- _Given instruction_
Report how many lines in the rows below contain the string "grass", counting case exactly. Give only the number.

+ + + +

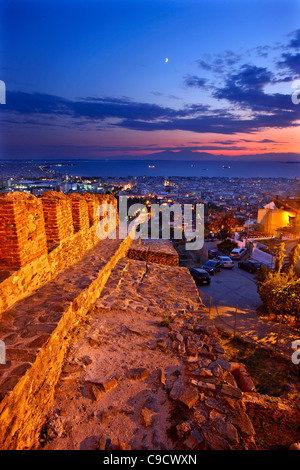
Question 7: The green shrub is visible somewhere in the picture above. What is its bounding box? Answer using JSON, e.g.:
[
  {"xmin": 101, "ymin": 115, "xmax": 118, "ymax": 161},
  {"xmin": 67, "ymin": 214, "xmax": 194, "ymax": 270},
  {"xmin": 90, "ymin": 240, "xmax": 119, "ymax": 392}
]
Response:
[{"xmin": 258, "ymin": 273, "xmax": 300, "ymax": 320}]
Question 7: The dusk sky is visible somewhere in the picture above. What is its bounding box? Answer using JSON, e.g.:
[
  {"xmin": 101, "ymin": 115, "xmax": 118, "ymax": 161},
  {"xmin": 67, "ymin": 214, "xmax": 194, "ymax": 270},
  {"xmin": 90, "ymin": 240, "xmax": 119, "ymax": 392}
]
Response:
[{"xmin": 0, "ymin": 0, "xmax": 300, "ymax": 159}]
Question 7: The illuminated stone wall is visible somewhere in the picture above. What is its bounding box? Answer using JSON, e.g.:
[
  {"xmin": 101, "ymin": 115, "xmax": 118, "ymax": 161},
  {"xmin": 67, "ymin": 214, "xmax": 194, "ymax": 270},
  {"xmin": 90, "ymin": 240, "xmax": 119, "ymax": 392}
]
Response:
[{"xmin": 0, "ymin": 191, "xmax": 117, "ymax": 314}]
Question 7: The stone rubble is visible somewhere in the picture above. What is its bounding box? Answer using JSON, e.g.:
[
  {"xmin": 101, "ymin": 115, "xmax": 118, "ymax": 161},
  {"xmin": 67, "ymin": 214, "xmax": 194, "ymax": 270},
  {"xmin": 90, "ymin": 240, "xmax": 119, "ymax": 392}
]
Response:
[{"xmin": 43, "ymin": 258, "xmax": 256, "ymax": 450}]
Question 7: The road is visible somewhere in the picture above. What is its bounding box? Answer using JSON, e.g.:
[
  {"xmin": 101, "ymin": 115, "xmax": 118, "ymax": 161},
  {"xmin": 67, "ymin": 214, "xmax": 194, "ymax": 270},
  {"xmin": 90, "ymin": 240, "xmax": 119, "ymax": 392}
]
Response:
[{"xmin": 198, "ymin": 244, "xmax": 300, "ymax": 358}]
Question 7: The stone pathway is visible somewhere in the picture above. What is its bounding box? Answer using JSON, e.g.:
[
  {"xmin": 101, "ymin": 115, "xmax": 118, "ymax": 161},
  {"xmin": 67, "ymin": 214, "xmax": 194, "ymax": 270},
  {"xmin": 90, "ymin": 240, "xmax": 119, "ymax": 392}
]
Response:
[{"xmin": 42, "ymin": 258, "xmax": 254, "ymax": 450}]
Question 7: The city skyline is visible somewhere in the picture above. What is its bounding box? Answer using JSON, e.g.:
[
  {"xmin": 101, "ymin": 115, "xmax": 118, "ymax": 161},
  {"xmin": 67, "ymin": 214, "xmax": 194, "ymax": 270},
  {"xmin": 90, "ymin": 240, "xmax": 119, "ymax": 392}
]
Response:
[{"xmin": 0, "ymin": 0, "xmax": 300, "ymax": 159}]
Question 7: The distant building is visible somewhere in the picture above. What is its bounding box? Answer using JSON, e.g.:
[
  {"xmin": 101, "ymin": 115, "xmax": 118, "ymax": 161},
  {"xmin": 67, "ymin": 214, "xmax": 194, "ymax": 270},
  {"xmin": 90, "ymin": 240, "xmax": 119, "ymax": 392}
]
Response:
[{"xmin": 257, "ymin": 199, "xmax": 300, "ymax": 238}]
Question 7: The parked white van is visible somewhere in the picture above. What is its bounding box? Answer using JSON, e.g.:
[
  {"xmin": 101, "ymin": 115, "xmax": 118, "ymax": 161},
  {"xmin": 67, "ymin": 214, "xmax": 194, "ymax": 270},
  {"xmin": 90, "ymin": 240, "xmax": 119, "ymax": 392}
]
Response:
[{"xmin": 230, "ymin": 248, "xmax": 247, "ymax": 259}]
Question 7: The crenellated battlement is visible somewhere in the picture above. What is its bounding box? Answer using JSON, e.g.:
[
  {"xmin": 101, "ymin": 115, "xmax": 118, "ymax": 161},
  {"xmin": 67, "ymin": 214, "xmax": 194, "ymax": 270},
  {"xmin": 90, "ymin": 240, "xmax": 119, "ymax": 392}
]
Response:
[{"xmin": 0, "ymin": 191, "xmax": 117, "ymax": 313}]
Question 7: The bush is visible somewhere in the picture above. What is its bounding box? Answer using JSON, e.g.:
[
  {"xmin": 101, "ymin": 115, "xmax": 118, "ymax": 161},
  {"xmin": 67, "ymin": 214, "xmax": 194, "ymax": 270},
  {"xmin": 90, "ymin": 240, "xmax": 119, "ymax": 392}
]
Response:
[{"xmin": 258, "ymin": 273, "xmax": 300, "ymax": 320}]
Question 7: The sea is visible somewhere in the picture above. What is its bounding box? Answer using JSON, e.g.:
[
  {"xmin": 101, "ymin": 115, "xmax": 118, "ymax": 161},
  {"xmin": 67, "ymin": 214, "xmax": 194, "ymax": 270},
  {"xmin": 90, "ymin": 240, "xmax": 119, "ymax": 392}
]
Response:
[{"xmin": 47, "ymin": 160, "xmax": 300, "ymax": 179}]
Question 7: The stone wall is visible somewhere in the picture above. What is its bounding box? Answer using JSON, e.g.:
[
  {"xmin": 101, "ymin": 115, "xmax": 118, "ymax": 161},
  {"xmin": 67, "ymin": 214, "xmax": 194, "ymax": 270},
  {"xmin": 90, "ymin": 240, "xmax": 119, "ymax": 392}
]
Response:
[
  {"xmin": 0, "ymin": 235, "xmax": 132, "ymax": 450},
  {"xmin": 127, "ymin": 239, "xmax": 179, "ymax": 266},
  {"xmin": 0, "ymin": 191, "xmax": 117, "ymax": 314}
]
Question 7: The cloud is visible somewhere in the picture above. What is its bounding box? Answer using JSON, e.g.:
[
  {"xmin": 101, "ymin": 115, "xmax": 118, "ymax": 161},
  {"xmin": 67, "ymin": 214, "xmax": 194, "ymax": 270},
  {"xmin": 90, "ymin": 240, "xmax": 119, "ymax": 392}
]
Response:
[
  {"xmin": 213, "ymin": 64, "xmax": 297, "ymax": 118},
  {"xmin": 196, "ymin": 50, "xmax": 242, "ymax": 74}
]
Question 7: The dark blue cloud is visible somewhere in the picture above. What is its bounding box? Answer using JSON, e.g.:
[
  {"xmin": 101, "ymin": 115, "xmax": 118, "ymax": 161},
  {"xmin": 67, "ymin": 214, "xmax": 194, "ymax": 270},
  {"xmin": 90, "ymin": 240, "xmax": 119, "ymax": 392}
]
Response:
[{"xmin": 184, "ymin": 75, "xmax": 207, "ymax": 88}]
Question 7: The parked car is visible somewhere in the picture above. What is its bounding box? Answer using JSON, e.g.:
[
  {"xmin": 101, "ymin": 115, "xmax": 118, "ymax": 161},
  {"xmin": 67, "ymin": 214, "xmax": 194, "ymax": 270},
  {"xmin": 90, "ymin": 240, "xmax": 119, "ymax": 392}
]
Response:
[
  {"xmin": 208, "ymin": 250, "xmax": 223, "ymax": 259},
  {"xmin": 218, "ymin": 256, "xmax": 234, "ymax": 269},
  {"xmin": 238, "ymin": 259, "xmax": 261, "ymax": 273},
  {"xmin": 190, "ymin": 268, "xmax": 211, "ymax": 286},
  {"xmin": 230, "ymin": 248, "xmax": 247, "ymax": 259},
  {"xmin": 202, "ymin": 259, "xmax": 221, "ymax": 275}
]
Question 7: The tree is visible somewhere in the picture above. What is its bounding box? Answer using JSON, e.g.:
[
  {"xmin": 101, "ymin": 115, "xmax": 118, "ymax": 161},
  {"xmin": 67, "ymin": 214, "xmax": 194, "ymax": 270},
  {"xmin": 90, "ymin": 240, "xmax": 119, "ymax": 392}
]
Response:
[{"xmin": 274, "ymin": 243, "xmax": 285, "ymax": 274}]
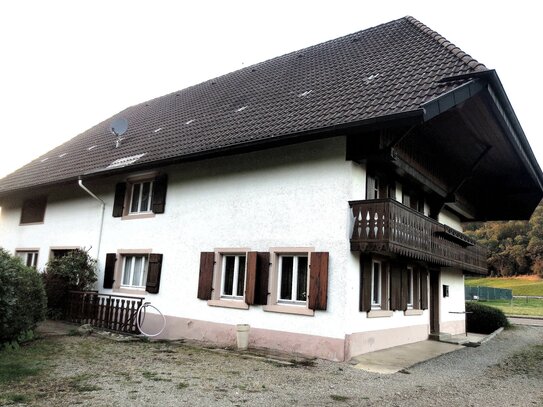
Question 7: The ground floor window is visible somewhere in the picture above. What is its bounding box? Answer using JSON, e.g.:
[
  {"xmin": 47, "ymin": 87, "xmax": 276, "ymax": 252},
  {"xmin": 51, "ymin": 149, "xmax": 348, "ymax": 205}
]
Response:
[
  {"xmin": 221, "ymin": 254, "xmax": 246, "ymax": 300},
  {"xmin": 121, "ymin": 255, "xmax": 148, "ymax": 288},
  {"xmin": 277, "ymin": 255, "xmax": 308, "ymax": 304},
  {"xmin": 15, "ymin": 250, "xmax": 38, "ymax": 268}
]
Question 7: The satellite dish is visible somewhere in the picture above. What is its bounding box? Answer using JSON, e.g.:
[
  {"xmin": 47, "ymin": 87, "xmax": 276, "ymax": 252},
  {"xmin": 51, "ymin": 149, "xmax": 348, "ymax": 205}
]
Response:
[
  {"xmin": 109, "ymin": 117, "xmax": 128, "ymax": 147},
  {"xmin": 109, "ymin": 117, "xmax": 128, "ymax": 137}
]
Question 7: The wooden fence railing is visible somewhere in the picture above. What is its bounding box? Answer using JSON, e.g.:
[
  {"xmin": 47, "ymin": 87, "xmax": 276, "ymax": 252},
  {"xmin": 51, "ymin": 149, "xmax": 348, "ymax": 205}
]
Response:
[
  {"xmin": 349, "ymin": 199, "xmax": 487, "ymax": 274},
  {"xmin": 66, "ymin": 291, "xmax": 144, "ymax": 334}
]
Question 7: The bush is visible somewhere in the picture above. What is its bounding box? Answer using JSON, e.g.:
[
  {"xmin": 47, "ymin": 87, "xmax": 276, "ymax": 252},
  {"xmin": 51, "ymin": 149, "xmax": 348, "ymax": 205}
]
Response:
[
  {"xmin": 43, "ymin": 249, "xmax": 97, "ymax": 319},
  {"xmin": 466, "ymin": 302, "xmax": 509, "ymax": 334},
  {"xmin": 0, "ymin": 248, "xmax": 46, "ymax": 343}
]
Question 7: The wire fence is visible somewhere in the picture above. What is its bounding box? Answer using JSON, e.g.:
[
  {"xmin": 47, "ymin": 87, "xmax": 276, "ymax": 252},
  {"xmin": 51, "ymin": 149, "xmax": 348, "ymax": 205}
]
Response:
[{"xmin": 464, "ymin": 286, "xmax": 513, "ymax": 301}]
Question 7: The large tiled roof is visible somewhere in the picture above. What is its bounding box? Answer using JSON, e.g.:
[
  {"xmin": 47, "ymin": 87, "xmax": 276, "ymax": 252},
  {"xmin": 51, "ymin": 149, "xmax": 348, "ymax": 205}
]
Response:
[{"xmin": 0, "ymin": 17, "xmax": 486, "ymax": 194}]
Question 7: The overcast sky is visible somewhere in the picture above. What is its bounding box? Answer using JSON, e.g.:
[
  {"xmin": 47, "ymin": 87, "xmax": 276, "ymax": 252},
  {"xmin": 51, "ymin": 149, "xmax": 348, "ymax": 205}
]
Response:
[{"xmin": 0, "ymin": 0, "xmax": 543, "ymax": 177}]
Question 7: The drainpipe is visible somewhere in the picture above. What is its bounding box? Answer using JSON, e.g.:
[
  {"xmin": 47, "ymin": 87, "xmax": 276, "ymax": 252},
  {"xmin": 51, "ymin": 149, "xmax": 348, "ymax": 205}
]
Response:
[{"xmin": 78, "ymin": 178, "xmax": 106, "ymax": 258}]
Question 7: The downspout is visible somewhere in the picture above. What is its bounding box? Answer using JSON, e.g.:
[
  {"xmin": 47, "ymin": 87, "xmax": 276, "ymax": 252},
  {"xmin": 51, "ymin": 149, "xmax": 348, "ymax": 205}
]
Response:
[{"xmin": 78, "ymin": 178, "xmax": 106, "ymax": 258}]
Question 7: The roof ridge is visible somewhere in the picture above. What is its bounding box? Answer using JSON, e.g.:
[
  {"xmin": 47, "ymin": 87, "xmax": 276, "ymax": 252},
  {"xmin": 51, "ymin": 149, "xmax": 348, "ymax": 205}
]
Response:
[{"xmin": 405, "ymin": 16, "xmax": 488, "ymax": 72}]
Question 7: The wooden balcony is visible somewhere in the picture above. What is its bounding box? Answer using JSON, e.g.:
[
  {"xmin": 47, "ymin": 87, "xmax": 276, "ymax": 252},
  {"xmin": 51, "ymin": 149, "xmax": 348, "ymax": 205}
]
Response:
[{"xmin": 349, "ymin": 199, "xmax": 487, "ymax": 274}]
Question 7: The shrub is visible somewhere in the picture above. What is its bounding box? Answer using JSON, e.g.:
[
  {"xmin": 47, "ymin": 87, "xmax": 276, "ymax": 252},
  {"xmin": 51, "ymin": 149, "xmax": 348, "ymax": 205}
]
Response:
[
  {"xmin": 0, "ymin": 248, "xmax": 46, "ymax": 343},
  {"xmin": 43, "ymin": 249, "xmax": 97, "ymax": 319},
  {"xmin": 466, "ymin": 302, "xmax": 509, "ymax": 334}
]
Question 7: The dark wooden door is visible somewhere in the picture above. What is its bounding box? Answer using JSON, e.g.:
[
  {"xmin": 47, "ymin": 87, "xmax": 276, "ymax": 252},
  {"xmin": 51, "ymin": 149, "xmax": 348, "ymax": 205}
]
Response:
[{"xmin": 430, "ymin": 270, "xmax": 439, "ymax": 333}]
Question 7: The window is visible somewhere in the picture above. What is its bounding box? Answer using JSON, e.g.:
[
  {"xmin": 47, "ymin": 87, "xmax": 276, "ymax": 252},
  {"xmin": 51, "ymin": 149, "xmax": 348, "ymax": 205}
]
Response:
[
  {"xmin": 15, "ymin": 250, "xmax": 38, "ymax": 268},
  {"xmin": 113, "ymin": 174, "xmax": 168, "ymax": 219},
  {"xmin": 121, "ymin": 255, "xmax": 148, "ymax": 288},
  {"xmin": 371, "ymin": 261, "xmax": 382, "ymax": 309},
  {"xmin": 407, "ymin": 267, "xmax": 413, "ymax": 308},
  {"xmin": 277, "ymin": 255, "xmax": 308, "ymax": 305},
  {"xmin": 129, "ymin": 181, "xmax": 153, "ymax": 213},
  {"xmin": 21, "ymin": 196, "xmax": 47, "ymax": 225},
  {"xmin": 221, "ymin": 255, "xmax": 246, "ymax": 300},
  {"xmin": 103, "ymin": 249, "xmax": 163, "ymax": 294}
]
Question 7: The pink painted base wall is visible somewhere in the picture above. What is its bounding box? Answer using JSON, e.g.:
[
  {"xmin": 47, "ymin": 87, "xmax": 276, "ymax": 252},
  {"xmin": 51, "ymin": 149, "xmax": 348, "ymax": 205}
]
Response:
[{"xmin": 143, "ymin": 314, "xmax": 345, "ymax": 361}]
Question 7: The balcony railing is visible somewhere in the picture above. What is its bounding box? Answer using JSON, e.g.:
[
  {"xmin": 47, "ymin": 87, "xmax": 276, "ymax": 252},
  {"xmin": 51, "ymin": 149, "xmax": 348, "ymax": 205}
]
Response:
[{"xmin": 349, "ymin": 199, "xmax": 487, "ymax": 274}]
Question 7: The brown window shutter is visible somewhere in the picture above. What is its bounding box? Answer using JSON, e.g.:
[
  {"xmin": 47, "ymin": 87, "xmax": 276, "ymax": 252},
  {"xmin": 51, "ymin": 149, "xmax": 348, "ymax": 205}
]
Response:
[
  {"xmin": 413, "ymin": 268, "xmax": 421, "ymax": 309},
  {"xmin": 198, "ymin": 252, "xmax": 215, "ymax": 300},
  {"xmin": 145, "ymin": 253, "xmax": 162, "ymax": 294},
  {"xmin": 113, "ymin": 182, "xmax": 126, "ymax": 218},
  {"xmin": 420, "ymin": 269, "xmax": 428, "ymax": 309},
  {"xmin": 21, "ymin": 196, "xmax": 47, "ymax": 224},
  {"xmin": 400, "ymin": 267, "xmax": 409, "ymax": 311},
  {"xmin": 390, "ymin": 264, "xmax": 403, "ymax": 311},
  {"xmin": 104, "ymin": 253, "xmax": 117, "ymax": 288},
  {"xmin": 366, "ymin": 174, "xmax": 375, "ymax": 199},
  {"xmin": 152, "ymin": 174, "xmax": 168, "ymax": 213},
  {"xmin": 359, "ymin": 254, "xmax": 371, "ymax": 312},
  {"xmin": 307, "ymin": 252, "xmax": 329, "ymax": 311},
  {"xmin": 254, "ymin": 252, "xmax": 270, "ymax": 305}
]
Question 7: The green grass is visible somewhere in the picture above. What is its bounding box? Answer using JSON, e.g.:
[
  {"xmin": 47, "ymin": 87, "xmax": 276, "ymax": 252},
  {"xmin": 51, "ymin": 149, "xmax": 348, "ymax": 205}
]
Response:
[
  {"xmin": 481, "ymin": 298, "xmax": 543, "ymax": 317},
  {"xmin": 0, "ymin": 341, "xmax": 59, "ymax": 384},
  {"xmin": 466, "ymin": 277, "xmax": 543, "ymax": 296}
]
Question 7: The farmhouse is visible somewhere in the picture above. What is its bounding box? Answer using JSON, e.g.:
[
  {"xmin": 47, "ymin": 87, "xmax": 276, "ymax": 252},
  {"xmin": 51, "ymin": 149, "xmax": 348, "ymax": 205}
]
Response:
[{"xmin": 0, "ymin": 17, "xmax": 543, "ymax": 360}]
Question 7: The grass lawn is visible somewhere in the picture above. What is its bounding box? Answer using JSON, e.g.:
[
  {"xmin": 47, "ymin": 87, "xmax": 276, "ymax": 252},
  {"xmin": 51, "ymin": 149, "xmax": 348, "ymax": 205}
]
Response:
[
  {"xmin": 465, "ymin": 276, "xmax": 543, "ymax": 296},
  {"xmin": 481, "ymin": 298, "xmax": 543, "ymax": 317}
]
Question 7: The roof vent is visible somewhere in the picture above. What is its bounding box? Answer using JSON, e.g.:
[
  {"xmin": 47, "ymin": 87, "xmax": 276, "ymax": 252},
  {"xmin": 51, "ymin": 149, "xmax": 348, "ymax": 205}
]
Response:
[
  {"xmin": 107, "ymin": 153, "xmax": 145, "ymax": 168},
  {"xmin": 109, "ymin": 117, "xmax": 128, "ymax": 148}
]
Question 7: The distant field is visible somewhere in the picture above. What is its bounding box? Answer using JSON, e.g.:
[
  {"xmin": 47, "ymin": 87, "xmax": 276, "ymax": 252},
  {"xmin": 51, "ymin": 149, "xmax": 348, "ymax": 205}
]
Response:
[{"xmin": 466, "ymin": 276, "xmax": 543, "ymax": 296}]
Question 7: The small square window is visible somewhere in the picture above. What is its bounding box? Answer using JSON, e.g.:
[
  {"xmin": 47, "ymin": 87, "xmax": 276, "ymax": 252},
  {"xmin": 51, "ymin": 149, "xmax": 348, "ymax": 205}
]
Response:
[
  {"xmin": 121, "ymin": 255, "xmax": 148, "ymax": 289},
  {"xmin": 15, "ymin": 250, "xmax": 38, "ymax": 268},
  {"xmin": 21, "ymin": 196, "xmax": 47, "ymax": 225}
]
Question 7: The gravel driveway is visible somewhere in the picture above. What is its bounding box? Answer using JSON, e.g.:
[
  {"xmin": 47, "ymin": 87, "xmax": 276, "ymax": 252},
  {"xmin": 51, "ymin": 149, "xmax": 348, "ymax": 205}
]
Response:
[{"xmin": 0, "ymin": 326, "xmax": 543, "ymax": 407}]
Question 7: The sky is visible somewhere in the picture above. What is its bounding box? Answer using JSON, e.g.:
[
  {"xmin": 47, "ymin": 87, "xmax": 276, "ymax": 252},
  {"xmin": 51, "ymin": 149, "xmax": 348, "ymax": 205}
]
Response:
[{"xmin": 0, "ymin": 0, "xmax": 543, "ymax": 177}]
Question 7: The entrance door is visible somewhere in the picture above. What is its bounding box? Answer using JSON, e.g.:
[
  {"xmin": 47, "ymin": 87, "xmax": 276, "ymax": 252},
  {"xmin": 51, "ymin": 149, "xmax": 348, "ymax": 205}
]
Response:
[{"xmin": 430, "ymin": 270, "xmax": 439, "ymax": 334}]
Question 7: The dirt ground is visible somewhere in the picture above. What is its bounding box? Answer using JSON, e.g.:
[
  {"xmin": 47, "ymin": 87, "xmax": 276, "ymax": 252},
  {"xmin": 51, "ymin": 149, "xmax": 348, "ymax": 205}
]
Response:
[{"xmin": 0, "ymin": 326, "xmax": 543, "ymax": 407}]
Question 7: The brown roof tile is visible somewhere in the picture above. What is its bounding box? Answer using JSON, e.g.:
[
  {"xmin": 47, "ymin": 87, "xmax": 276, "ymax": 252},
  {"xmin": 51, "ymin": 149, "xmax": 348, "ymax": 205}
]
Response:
[{"xmin": 0, "ymin": 17, "xmax": 486, "ymax": 194}]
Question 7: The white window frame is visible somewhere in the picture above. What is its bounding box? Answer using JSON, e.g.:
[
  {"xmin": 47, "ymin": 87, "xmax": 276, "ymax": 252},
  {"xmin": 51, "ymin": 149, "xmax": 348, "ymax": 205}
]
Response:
[
  {"xmin": 221, "ymin": 253, "xmax": 247, "ymax": 301},
  {"xmin": 128, "ymin": 179, "xmax": 154, "ymax": 215},
  {"xmin": 407, "ymin": 266, "xmax": 414, "ymax": 309},
  {"xmin": 277, "ymin": 253, "xmax": 309, "ymax": 306},
  {"xmin": 371, "ymin": 260, "xmax": 383, "ymax": 309},
  {"xmin": 15, "ymin": 249, "xmax": 39, "ymax": 269},
  {"xmin": 120, "ymin": 253, "xmax": 149, "ymax": 290}
]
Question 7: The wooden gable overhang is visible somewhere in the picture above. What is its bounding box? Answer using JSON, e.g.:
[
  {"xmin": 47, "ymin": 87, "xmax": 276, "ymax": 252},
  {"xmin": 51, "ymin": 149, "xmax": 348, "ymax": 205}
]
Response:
[{"xmin": 347, "ymin": 71, "xmax": 543, "ymax": 221}]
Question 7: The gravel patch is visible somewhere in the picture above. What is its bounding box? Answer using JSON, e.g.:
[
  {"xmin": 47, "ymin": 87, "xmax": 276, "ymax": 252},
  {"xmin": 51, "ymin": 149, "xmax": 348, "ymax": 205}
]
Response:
[{"xmin": 0, "ymin": 326, "xmax": 543, "ymax": 407}]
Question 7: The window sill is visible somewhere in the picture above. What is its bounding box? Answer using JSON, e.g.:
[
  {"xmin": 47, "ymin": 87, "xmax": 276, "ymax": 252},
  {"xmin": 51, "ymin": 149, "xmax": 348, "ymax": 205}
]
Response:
[
  {"xmin": 121, "ymin": 212, "xmax": 155, "ymax": 220},
  {"xmin": 403, "ymin": 309, "xmax": 423, "ymax": 316},
  {"xmin": 368, "ymin": 309, "xmax": 394, "ymax": 318},
  {"xmin": 207, "ymin": 300, "xmax": 249, "ymax": 309},
  {"xmin": 264, "ymin": 304, "xmax": 315, "ymax": 317}
]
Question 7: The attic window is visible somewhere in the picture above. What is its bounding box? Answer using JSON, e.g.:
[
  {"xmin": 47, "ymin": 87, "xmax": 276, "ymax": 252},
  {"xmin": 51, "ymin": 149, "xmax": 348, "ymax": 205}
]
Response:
[
  {"xmin": 364, "ymin": 73, "xmax": 379, "ymax": 85},
  {"xmin": 107, "ymin": 153, "xmax": 145, "ymax": 168}
]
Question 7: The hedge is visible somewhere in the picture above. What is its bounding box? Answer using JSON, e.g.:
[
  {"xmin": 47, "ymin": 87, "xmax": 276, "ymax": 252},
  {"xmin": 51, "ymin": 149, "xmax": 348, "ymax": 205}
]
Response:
[
  {"xmin": 0, "ymin": 248, "xmax": 47, "ymax": 344},
  {"xmin": 466, "ymin": 302, "xmax": 509, "ymax": 334}
]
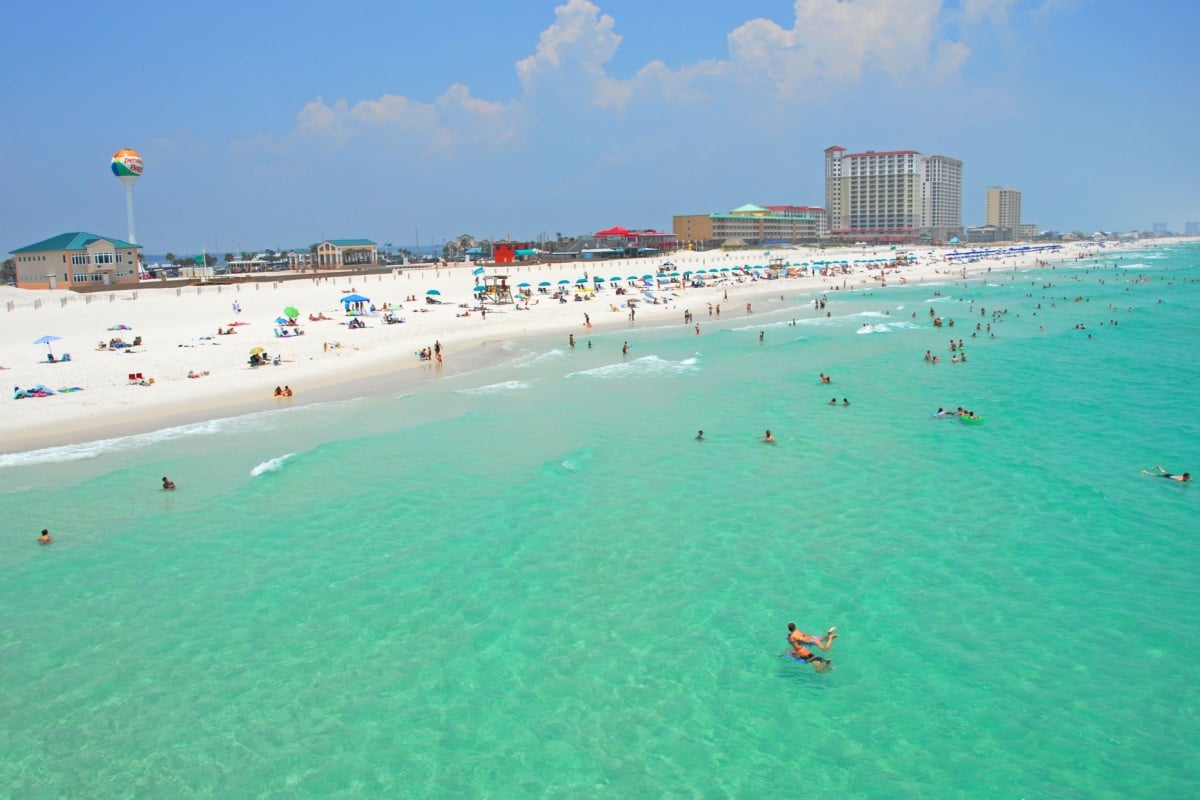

+ + + +

- _Answer below_
2